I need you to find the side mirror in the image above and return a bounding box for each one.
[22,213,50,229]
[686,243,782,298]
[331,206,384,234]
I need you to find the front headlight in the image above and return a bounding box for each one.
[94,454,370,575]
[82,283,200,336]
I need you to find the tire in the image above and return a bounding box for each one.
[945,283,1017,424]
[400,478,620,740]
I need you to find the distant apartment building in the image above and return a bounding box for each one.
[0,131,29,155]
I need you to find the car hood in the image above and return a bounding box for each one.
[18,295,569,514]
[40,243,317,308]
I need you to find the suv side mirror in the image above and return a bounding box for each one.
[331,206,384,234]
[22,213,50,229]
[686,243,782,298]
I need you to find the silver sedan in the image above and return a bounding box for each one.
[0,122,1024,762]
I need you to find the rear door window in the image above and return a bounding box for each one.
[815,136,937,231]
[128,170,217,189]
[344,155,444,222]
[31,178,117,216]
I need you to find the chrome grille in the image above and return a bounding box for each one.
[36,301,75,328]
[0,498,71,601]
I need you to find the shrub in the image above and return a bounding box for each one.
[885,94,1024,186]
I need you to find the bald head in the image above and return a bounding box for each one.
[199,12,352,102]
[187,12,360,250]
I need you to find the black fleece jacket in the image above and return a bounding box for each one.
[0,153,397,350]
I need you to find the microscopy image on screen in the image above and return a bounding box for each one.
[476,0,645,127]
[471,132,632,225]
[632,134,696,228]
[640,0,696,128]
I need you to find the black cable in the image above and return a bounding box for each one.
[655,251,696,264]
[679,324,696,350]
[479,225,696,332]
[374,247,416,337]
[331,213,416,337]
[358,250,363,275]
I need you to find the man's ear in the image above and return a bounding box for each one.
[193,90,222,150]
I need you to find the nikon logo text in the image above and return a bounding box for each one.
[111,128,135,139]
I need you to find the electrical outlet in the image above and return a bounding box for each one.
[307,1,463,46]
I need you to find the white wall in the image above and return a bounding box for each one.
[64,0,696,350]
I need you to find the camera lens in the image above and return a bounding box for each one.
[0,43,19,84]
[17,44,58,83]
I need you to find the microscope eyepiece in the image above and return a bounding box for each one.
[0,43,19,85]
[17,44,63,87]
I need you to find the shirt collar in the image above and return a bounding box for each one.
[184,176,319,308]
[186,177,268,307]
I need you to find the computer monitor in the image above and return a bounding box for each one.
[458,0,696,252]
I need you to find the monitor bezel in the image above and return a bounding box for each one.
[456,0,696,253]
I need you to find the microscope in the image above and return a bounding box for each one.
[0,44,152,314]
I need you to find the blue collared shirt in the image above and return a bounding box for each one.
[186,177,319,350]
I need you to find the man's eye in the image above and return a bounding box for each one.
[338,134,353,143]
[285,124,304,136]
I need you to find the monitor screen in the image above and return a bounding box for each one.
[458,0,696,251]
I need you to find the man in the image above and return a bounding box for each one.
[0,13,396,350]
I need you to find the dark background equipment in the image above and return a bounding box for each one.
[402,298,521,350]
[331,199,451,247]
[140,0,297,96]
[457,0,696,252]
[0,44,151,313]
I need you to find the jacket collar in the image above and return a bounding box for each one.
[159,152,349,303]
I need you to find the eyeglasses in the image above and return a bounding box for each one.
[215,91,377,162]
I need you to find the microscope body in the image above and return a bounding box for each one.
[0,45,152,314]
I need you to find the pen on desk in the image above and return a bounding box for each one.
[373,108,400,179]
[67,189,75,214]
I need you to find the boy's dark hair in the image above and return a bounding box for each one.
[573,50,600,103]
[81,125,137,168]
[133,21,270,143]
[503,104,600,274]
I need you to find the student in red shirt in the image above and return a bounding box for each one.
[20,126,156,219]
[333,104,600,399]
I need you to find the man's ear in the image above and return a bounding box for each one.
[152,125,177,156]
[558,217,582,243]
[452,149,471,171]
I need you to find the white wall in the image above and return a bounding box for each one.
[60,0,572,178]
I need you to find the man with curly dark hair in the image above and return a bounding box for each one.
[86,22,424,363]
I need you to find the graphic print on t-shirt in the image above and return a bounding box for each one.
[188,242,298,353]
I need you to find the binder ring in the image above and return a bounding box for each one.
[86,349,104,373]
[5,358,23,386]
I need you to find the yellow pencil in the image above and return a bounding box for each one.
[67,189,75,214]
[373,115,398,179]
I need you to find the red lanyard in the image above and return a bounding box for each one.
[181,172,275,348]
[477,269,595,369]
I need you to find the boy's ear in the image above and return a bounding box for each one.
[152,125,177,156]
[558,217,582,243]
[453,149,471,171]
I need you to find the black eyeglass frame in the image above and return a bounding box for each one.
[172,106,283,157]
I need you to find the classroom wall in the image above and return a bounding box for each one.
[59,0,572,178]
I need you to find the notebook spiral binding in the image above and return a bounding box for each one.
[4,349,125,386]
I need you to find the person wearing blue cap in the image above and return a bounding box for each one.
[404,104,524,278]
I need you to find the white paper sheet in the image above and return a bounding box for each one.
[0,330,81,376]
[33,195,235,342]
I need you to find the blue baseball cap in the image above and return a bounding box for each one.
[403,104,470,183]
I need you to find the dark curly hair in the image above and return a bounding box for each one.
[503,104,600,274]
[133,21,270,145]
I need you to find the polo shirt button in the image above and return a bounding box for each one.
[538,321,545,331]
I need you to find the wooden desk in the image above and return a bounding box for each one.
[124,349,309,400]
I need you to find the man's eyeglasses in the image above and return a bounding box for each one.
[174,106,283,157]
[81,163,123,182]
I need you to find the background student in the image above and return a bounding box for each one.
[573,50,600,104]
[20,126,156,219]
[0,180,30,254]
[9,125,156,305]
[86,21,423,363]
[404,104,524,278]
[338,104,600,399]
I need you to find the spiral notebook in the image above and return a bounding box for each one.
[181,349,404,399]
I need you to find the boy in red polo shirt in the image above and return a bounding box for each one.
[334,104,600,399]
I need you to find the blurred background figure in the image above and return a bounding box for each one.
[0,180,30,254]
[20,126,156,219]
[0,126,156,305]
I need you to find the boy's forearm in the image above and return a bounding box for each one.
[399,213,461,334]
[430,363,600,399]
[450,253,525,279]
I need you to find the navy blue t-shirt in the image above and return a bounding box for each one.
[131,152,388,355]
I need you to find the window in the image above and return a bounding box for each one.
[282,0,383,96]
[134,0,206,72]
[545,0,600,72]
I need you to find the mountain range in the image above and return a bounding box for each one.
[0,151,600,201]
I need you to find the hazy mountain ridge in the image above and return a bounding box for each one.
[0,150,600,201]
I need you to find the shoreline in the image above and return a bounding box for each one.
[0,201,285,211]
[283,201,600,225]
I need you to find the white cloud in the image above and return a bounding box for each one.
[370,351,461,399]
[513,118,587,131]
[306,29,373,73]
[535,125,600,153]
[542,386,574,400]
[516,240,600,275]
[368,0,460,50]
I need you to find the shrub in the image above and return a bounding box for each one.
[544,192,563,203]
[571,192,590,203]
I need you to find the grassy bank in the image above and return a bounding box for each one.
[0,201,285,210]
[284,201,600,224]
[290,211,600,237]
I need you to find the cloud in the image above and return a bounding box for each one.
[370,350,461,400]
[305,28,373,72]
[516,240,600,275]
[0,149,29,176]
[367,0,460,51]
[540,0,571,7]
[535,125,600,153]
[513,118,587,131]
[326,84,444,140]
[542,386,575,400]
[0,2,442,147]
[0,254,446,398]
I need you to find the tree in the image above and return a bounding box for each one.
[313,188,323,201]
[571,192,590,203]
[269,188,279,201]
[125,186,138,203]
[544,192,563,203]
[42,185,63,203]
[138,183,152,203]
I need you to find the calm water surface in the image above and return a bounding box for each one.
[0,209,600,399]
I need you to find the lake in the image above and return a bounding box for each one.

Aim:
Copy out every one of the entries above word for word, keeping each line as it stands.

Exercise output:
I need you to find the side mirror in the image above and return a bounding box for each one.
[22,213,50,229]
[686,243,782,298]
[331,206,384,234]
I need you to find the front headlight in the image above and return a bounding box for each one.
[94,454,370,575]
[82,283,200,336]
I need you to find the tire in the image above and return a bounding box for each one.
[945,283,1017,424]
[400,478,620,740]
I need you to find the distant apartment building in the image above and return a bounding box for each one.
[0,131,29,155]
I need you to find the car hood in the image above and return a bounding box for each one.
[18,295,569,514]
[40,243,317,308]
I need you to find the suv side mirror in the image above and return a bounding box for each one.
[331,206,384,234]
[22,213,50,229]
[686,243,782,298]
I need you to find the silver sedan in the image above and return a bounding box for each one.
[0,122,1024,762]
I need you to find the rear door window in the image above and return a bounding box for each one.
[815,136,937,231]
[128,170,217,189]
[344,155,444,222]
[31,178,117,216]
I need you to find the chrome grille in the image above and return a bounding box for each one.
[36,301,75,328]
[0,498,71,601]
I need you to find the shrub in the image above and return a bounding box for each one.
[885,94,1024,186]
I need you to find the bald head in the image above and return a bounding box for each one.
[199,12,352,102]
[187,12,360,250]
I need you to find the black fleece jacket in the image above and return a bounding box for each one.
[0,153,397,350]
I need you to find the microscopy image on screen in the image above and return a bounding box for each one.
[476,0,645,127]
[471,132,632,225]
[632,134,696,228]
[640,0,696,128]
I need you to find the black cable in the image above and return a bounding box for each one.
[655,251,696,264]
[679,324,696,350]
[479,225,696,332]
[374,247,416,337]
[331,213,416,337]
[358,250,363,275]
I need you to find the man's ear in the image above and return a bounding box for each one.
[193,90,222,150]
I need you to find the nikon logo text in the image above and return a bounding box for each one.
[111,128,135,139]
I need you to find the electrical outlet in the image above and return a bounding box for each one.
[307,1,463,46]
I need you to find the white wall in the image above and return a bounding box for each one.
[64,0,696,350]
I need you to find the camera lens in the image above and return a bounding box for each one.
[0,43,19,84]
[17,44,58,83]
I need you to find the microscope eyepiece in the image above and return a bounding box for each one.
[0,43,19,85]
[17,44,63,87]
I need you to find the shirt collar in the image above and return a bounding box for each one.
[184,176,319,308]
[186,177,268,307]
I need you to find the computer monitor in the image above and return a bounding box for each one.
[458,0,696,252]
I need you to find the monitor bezel in the image above and return a bounding box for each one.
[456,0,696,253]
I need you to find the microscope in the image above and return a bounding box for each one.
[0,44,152,314]
I need you to find the blue collared shirt in the image above and return a bounding box for each one.
[186,177,319,350]
I need you to find the man's eye in the image above and return a bounding box for each one.
[338,134,353,143]
[285,124,304,136]
I need you to find the monitor screen in the image above and return a bounding box for each one.
[458,0,696,251]
I need you to find the man in the image above and return a bounding box for each one.
[0,13,396,350]
I need you to find the dark background equipment in the image above and return a bounding box for each one.
[402,298,521,350]
[331,199,451,247]
[140,0,297,96]
[457,0,696,252]
[0,44,151,313]
I need you to find the jacket collar in the image above and return a bounding box for each one.
[159,152,349,303]
I need you to find the eyeglasses in the image above and return a bounding box for each one.
[215,91,377,162]
I need you to find the microscope body in the image above and return a bounding box for each one.
[0,45,152,314]
I need you to find the pen on desk in the image above and return a bounding box for each one.
[373,108,400,179]
[67,189,75,214]
I need you to find the boy's dark hair in the image above and return a bounding box for each one.
[573,50,600,103]
[81,125,137,168]
[133,21,270,143]
[503,104,600,274]
I need you to find the student in red shirt in the image above and return a bounding box for each one.
[20,126,156,219]
[333,104,600,399]
I need you to find the man's ear in the image above and return a bounding box for each one.
[152,125,177,156]
[558,217,582,243]
[452,149,471,171]
I need you to find the white wall in the image above and return a bounding box for each one.
[60,0,572,178]
I need you to find the man with curly dark hair in the image above and return a bounding box for each one.
[86,22,424,363]
I need you to find the graphic print on t-shirt in the image above and return a bounding box for each one.
[188,242,298,353]
I need you to find the binder ring in the image above and return a bounding box for each one.
[86,349,104,373]
[5,358,23,386]
I need you to find the yellow pencil in the image above and return a bounding box for each one.
[67,189,75,214]
[373,115,398,179]
I need you to find the red lanyard in the image above and return a bounding box for each one.
[181,172,275,348]
[477,269,595,369]
I need you to find the boy's ear in the image above and return a bounding box for each one.
[152,125,177,156]
[558,217,582,243]
[453,149,471,171]
I need you to find the black eyeglass frame in the image above and return a bounding box for each one.
[172,106,283,157]
I need you to find the classroom wall in the image above and return a bounding box for each one.
[59,0,572,178]
I need you to find the notebook spiral binding in the image above and return a bounding box for each one.
[4,349,125,386]
I need you to find the person wearing blue cap in the image above and return a bounding box for each one.
[404,104,524,278]
I need you to find the white paper sheet in the image above and return a bounding box for each one.
[0,330,81,376]
[33,195,235,342]
I need you to find the blue baseball cap in the image above and return a bounding box for each one.
[403,104,470,183]
I need you to find the dark curly hair in the image above and return a bounding box for each one.
[503,104,600,274]
[133,21,270,145]
I need you to find the polo shirt button in the image above and return a bounding box for each one.
[538,321,545,331]
I need you to find the wooden desk in the image above and return a bounding box for each one.
[124,349,309,400]
I need you to find the man's eyeglasses in the image above and return a bounding box for each one.
[174,106,283,157]
[81,163,123,182]
I need you to find the background student in the image above and return a bounding box for each one.
[573,50,600,104]
[20,126,156,219]
[0,180,30,254]
[9,125,156,305]
[86,21,423,363]
[404,104,524,278]
[338,104,600,399]
I need you to find the spiral notebook in the image above and return a bounding box for each one.
[181,349,404,399]
I need you to find the boy in red polo shirt in the image above and return a bounding box for each one.
[334,104,600,399]
I need you to find the blurred background figure in the image above and return a bounding box for each one.
[0,180,30,254]
[20,126,156,219]
[0,126,156,305]
I need you to find the boy's forearm in the image above and return a bounding box for each one.
[399,213,461,334]
[430,363,600,399]
[450,253,525,279]
I need you to find the navy blue t-shirt in the image above and return a bounding box for each one.
[131,152,388,355]
I need you to find the window in the image above and return a bounding box for each one.
[282,0,383,96]
[134,0,206,72]
[545,0,600,72]
I need you to find the mountain range in the image above and return a bounding box for each one.
[0,151,600,201]
I need you to find the hazy mountain ridge in the image above and return a bounding box for each one.
[0,150,600,201]
I need you to find the shoreline in the image above and return a bounding box for each one.
[0,201,285,211]
[283,201,600,225]
I need you to find the white cloud in the image above and return a bounding box for each one.
[370,351,461,399]
[513,118,587,131]
[306,29,373,73]
[535,125,600,153]
[542,386,574,400]
[516,240,600,275]
[368,0,460,50]
I need you to find the shrub in the image above and return a bounding box for each one.
[544,192,563,203]
[571,192,590,203]
I need you to find the grassy bank in the image above and return a bounding box for each one.
[0,201,285,210]
[284,201,600,224]
[290,211,600,237]
I need you to find the cloud in the image above and return a bounding box for each one.
[370,350,461,400]
[305,28,373,72]
[516,240,600,275]
[0,149,29,176]
[367,0,460,51]
[540,0,571,7]
[535,125,600,153]
[513,118,587,131]
[326,84,444,140]
[542,386,575,400]
[0,2,442,147]
[0,254,446,398]
I need you to find the tree in the image above and return a bounding box for each one.
[313,188,323,201]
[571,192,590,203]
[269,188,279,201]
[125,186,138,203]
[544,192,563,203]
[42,185,63,203]
[138,183,152,203]
I need you to find the calm water surface in the image above and return a bounding box for each one.
[0,209,600,399]
I need you to find the lake in the image above and return a bounding box for each one.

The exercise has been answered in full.